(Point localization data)
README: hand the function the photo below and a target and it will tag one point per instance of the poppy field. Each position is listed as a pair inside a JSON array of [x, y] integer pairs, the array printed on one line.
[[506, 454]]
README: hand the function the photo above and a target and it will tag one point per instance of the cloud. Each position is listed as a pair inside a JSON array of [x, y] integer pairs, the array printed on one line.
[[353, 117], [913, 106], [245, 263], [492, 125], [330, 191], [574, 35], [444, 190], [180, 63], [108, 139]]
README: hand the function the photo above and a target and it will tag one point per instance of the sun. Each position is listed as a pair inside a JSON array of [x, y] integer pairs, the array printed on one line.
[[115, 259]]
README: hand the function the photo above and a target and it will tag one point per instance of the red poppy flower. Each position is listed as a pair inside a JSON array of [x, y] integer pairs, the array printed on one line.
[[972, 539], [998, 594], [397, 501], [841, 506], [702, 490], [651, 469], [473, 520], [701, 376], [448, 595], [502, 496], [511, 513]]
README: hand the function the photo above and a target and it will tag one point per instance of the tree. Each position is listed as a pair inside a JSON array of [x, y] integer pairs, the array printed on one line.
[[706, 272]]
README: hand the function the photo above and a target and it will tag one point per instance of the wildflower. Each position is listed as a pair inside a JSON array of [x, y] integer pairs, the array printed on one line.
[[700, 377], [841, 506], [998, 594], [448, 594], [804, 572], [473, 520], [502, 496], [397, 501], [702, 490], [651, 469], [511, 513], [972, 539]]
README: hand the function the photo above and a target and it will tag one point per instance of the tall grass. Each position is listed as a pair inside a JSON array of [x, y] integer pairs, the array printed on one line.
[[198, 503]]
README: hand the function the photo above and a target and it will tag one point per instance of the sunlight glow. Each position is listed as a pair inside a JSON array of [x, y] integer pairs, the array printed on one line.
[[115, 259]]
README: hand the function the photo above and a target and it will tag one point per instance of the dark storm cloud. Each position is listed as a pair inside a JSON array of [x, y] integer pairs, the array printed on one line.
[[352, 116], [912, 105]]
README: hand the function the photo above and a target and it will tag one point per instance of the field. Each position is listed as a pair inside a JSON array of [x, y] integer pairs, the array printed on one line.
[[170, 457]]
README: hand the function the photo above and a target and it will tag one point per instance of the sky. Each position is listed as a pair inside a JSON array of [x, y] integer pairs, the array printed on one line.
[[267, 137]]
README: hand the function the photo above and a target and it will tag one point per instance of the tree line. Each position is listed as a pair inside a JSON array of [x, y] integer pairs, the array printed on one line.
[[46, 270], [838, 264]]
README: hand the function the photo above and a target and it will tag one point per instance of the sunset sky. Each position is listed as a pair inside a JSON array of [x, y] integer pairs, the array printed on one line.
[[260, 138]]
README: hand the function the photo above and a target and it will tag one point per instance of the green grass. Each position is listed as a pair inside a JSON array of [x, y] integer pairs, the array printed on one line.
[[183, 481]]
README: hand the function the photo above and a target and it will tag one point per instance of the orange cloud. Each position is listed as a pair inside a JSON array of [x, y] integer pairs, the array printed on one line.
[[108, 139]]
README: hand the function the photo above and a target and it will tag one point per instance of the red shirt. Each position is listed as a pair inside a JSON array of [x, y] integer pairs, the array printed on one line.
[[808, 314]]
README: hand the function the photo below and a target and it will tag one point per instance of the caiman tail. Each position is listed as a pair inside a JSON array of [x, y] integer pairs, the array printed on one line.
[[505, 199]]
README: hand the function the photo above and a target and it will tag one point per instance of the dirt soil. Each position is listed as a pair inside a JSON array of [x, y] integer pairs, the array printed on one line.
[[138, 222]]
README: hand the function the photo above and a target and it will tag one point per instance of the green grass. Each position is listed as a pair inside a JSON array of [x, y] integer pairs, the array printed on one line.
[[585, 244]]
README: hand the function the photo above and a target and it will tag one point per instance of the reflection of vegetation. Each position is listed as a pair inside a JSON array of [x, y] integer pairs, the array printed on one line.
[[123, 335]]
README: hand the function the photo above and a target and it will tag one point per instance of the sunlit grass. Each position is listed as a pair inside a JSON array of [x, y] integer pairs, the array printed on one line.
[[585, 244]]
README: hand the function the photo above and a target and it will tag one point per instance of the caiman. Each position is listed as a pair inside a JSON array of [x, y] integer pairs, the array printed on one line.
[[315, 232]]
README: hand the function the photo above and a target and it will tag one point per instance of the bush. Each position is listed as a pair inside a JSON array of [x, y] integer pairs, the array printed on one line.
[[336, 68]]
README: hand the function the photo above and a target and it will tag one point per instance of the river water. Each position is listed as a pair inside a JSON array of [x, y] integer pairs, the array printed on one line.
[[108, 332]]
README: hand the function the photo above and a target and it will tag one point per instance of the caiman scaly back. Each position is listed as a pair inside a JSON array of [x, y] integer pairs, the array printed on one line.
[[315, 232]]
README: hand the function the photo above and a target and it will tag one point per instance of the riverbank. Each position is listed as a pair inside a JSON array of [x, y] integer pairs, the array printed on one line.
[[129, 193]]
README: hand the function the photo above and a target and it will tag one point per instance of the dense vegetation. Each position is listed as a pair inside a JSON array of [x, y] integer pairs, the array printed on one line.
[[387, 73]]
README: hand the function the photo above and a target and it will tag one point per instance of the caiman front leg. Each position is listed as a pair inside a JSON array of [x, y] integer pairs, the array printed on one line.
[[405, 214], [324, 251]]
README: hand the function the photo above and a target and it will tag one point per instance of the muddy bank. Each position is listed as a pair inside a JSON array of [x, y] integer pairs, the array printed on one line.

— Prompt —
Repeat all the entries exactly as given.

— Answer box —
README: hand the function the photo below and a target and it will tag one point per instance of the poppy field. Each position is listed as a pair inside a JSON array of [x, y] integer pairs, the array printed on one line.
[[506, 454]]
README: hand the function the photo above and a target and it will tag one point per instance of the cloud. Each position is listed as a pair inside a JSON array of [x, y] integer pairs, the array printed on one line.
[[353, 117], [913, 106], [245, 263], [492, 125], [330, 191], [574, 35], [444, 190], [180, 63], [108, 139]]
README: hand the function the photo above and a target and it will tag one point per instance of the sun. Each position is listed as a pair inside a JSON array of [x, y] integer pairs, the array printed on one line.
[[115, 259]]
README: hand the function the photo above and a target and it will tag one point per instance of the red poppy flower. Each position is listed as a pair inside a JSON array of [x, y] integer pairs, the array printed on one line.
[[972, 539], [998, 594], [397, 501], [841, 506], [702, 490], [651, 469], [473, 520], [701, 376], [448, 595], [502, 496], [511, 513]]
README: hand the function the photo above and a target and it will tag one point per instance of the tree. Each position is listed as a pair inside a JSON array of [x, y] integer pairs, the array printed on one line.
[[706, 272]]
README: hand the function the photo above and a target and it will tag one point per instance of the wildflower. Each position is listed as a pair inside a JSON array of [x, y] integer pairs, the array printed on one line.
[[700, 377], [841, 506], [998, 594], [448, 594], [804, 572], [473, 520], [502, 496], [397, 501], [702, 490], [651, 469], [511, 513], [972, 539]]
README: hand the function the photo above and a target and it will tag one point per instance of the tall grass. Each position is listed as a pair inside a JSON array of [x, y] integer pairs, the array printed on one line.
[[198, 503]]
README: hand the function the photo above and a target and it will tag one point per instance of the sunlight glow. Each position is listed as a pair inside a JSON array of [x, y] integer pairs, the array printed on one line.
[[115, 259]]
README: hand the function the photo above and a target and it will tag one point per instance of the dark storm cloud. Each position is listed as a pair inside a JSON array of [x, y] integer pairs, the array printed on one line.
[[352, 116], [912, 105]]
README: hand the function the photo above and a target and it will tag one point per instance of the field. Each position is listed as a pair inside a JSON array of [x, y] integer pairs, the array printed on one line.
[[170, 457]]
README: hand the function the photo above and a target and it will tag one point per instance of the sky. Each position is listed as a pair inside a JSON array of [x, y] integer pairs, the array printed on one line.
[[267, 137]]
README: hand the function the photo above and a target and it will tag one point per instance of the tree line. Each position is listed as a pair inside a JSON array of [x, y] integer pairs, the array printed on one line.
[[46, 270], [838, 264]]
README: hand the function the photo above and a target and it will tag one point per instance of the sunset sky. Each position is listed as a pair inside a JSON array of [x, y] integer pairs, the array printed on one line.
[[260, 138]]
README: hand the function the photo above and a target and it will tag one point per instance of the green grass. Each position is listed as a pair inside a JSON array of [x, y] integer pairs, the array printed on one line.
[[183, 481]]
README: hand the function the photo above and a target and it will tag one point per instance of the orange cloud. Each position is listed as a pair inside a JSON array of [x, y] integer pairs, the array printed on one line.
[[108, 139]]
README: hand the function the photo above and a target and it will tag one point per instance of the red shirt. Each position is listed as a pair inside a JSON array of [x, y] integer pairs, the array printed on one line.
[[808, 314]]
README: hand the function the photo below and a target and it will tag one point per instance of the caiman tail. Each position is listed as a pair inside a JSON array of [x, y] integer pairs, the array printed on one line.
[[505, 199]]
README: hand the function the photo above and a target and it will tag one point per instance of the dirt soil. Each position is listed as a pair inside a JSON array of [x, y] integer pairs, the array printed on one line.
[[138, 222]]
README: hand the function the photo above and a target and it will tag one point per instance of the green grass. Each position is listed as a pair inside a JSON array of [x, y] integer pairs, the array printed on one line.
[[585, 244]]
README: hand the function the photo above and a target and it will tag one point per instance of the reflection of vegetation. Each position is listed as a pair inside a JSON array of [x, y] integer pairs, the array printed on one line.
[[123, 335]]
README: hand the function the photo above and a target and it will tag one point per instance of the sunlit grass. Each position is listed as a pair inside a JSON array of [x, y] integer pairs, the array printed on one line.
[[585, 244]]
README: hand the function the photo above and a target and it will tag one point per instance of the caiman. Each position is listed as a pair inside a JSON array of [x, y] integer pairs, the array printed on one line.
[[315, 232]]
README: hand the function the photo above and a target and it will tag one point per instance of the bush. Each position is listed as a pair inside a JSON array of [x, y] integer pairs, the array printed on one line.
[[336, 68]]
README: hand the function the photo above and a target and it will tag one point per instance of the river water. Each position is listed as a pair inside a JSON array of [x, y] integer pairs, the array printed on one line.
[[108, 332]]
README: hand the function the photo above and a target and it will tag one point per instance of the caiman scaly back. Each position is listed as a pair inside a JSON array of [x, y] integer pairs, the array printed on one line.
[[315, 232]]
README: hand the function the photo above and a target and it will tag one point per instance of the riverbank. Each position is listed as a pair inside a JSON array of [x, y] integer pairs, the array printed on one line.
[[129, 193]]
README: hand the function the photo above and a target and it will tag one point per instance of the dense vegetation. Each position is listed as a pair inside a JSON array of [x, y] integer pairs, the array printed on one line.
[[387, 73]]
README: hand the function the photo above and a target and it will tag one point per instance of the caiman front leg. Each position is listed as a pair inside a JSON array of [x, y] integer pairs, the array printed on one line.
[[405, 214], [324, 251]]
README: hand the function the photo above and a target and it will tag one point per instance of the muddy bank. Each position is listed as a pair inside a JSON array of [x, y] integer pairs, the array printed on one line.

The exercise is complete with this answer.